• _AIM OF THE TASK_
Scan the records below. List lines holding "instance".

○ ○ ○

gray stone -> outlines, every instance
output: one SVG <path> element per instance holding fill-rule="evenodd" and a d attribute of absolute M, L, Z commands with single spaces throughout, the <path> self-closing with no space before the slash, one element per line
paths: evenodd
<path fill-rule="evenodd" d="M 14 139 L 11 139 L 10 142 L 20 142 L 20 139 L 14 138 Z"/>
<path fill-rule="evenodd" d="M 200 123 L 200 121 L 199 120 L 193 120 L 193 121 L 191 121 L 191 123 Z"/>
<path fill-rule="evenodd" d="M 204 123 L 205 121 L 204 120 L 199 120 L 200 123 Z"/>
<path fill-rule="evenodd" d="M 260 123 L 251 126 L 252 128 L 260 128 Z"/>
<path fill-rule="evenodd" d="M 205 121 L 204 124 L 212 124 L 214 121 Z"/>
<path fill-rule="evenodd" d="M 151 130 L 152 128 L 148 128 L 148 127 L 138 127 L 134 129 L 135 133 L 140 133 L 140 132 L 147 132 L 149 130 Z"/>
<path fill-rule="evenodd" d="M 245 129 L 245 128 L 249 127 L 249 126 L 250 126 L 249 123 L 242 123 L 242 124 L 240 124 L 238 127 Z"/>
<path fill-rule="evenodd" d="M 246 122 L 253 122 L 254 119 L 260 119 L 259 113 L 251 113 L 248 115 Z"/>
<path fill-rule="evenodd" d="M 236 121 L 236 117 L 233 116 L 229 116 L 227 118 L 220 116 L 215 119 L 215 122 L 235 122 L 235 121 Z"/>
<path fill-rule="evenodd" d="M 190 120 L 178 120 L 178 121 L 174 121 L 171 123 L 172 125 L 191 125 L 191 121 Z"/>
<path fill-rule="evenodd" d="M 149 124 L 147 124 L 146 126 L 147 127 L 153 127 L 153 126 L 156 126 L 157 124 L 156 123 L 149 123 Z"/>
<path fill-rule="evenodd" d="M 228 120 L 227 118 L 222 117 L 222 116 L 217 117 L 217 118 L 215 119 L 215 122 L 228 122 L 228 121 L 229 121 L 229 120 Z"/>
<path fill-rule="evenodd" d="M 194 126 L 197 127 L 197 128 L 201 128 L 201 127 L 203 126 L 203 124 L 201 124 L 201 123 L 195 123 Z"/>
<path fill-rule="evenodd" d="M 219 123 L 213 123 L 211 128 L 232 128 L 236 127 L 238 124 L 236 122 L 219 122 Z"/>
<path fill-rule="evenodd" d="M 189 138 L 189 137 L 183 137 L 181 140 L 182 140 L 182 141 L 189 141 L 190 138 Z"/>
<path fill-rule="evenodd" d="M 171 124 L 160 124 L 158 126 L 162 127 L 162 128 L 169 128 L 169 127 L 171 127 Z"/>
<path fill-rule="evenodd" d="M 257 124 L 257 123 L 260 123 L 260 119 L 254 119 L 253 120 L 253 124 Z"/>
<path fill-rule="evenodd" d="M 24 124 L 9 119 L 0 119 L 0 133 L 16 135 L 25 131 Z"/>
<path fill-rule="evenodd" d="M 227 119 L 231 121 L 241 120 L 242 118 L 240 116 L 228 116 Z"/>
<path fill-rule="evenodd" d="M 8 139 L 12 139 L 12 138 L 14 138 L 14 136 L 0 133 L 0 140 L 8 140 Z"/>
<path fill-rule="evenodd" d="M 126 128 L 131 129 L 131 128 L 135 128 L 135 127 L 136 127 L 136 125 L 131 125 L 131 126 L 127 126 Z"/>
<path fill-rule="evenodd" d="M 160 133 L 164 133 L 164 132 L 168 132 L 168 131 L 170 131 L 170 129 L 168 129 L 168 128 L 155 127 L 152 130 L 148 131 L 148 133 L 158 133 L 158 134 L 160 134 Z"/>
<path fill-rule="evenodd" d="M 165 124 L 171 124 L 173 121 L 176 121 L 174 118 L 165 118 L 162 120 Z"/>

○ ○ ○

• _THE COMPLETED TASK_
gray stone -> outlines, every instance
output: one SVG <path> element per instance holding fill-rule="evenodd" and a d attribute of absolute M, L, Z commands with single spaces throughout, the <path> self-closing with no space before the slash, one element per line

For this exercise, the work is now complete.